··· Text passage ···
If some arguments are not listed, the default values are taken. If there’s only one structre, we don’t need a list of list but the list of metaparameters suffices.

Since we use mSTOPS and a negative weight for c-linearity and c-dependence, a c-linearity/c-dependence close to 0 will overall dominate the stoploss function with the other two criteria being more of an afterthought - in aSTOPS that would be different. We weight all of them equally (\(0.33\)).

[!!]: This is generally the approach to be chosen: We minimize the stoploss, so a c-structuredness index that should be (numerically) large needs a negative weight and a c-structuredness index that should be (numerically) small needs a positive weight.

We now run stops.

set.seed(666)
ressm<-stops(kinshipdelta,loss="stress",stressweight=1,structures=c("cclusteredness","clinearity","cdependence"),strucweight=c(-0.33,0.33,-0.33),verbose=0,strucpars=strucpars,stoptype="multiplicative",lower=0,upper=8)
ressm
## 
## Call: stops(dis = kinshipdelta, loss = "stress", structures = c("cclusteredness", 
##     "clinearity", "cdependence"), stressweight = 1, strucweight = c(-0.33, 
##     0.33, -0.33), strucpars = strucpars, lower = 0, upper = 8, 
##     verbose = 0, stoptype = "multiplicative")
···
- _Task goal_
Reproduce the part of the stoploss weighting passage starting at "Since we use" and ending at "set.seed(666)".
··· Entries shown ···
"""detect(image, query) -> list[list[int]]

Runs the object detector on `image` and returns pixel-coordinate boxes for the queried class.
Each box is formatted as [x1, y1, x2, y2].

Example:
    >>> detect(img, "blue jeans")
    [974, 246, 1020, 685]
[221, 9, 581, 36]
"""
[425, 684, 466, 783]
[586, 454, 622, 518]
···
- _Response to the task_
Since we use mSTOPS and a negative weight for c-linearity and c-dependence, a c-linearity/c-dependence close to 0 will overall dominate the stoploss function with the other two criteria being more of an afterthought - in aSTOPS that would be different. We weight all of them equally (\(0.33\)).

[!!]: This is generally the approach to be chosen: We minimize the stoploss, so a c-structuredness index that should be (numerically) large needs a negative weight and a c-structuredness index that should be (numerically) small needs a positive weight.

We now run stops.

set.seed(666)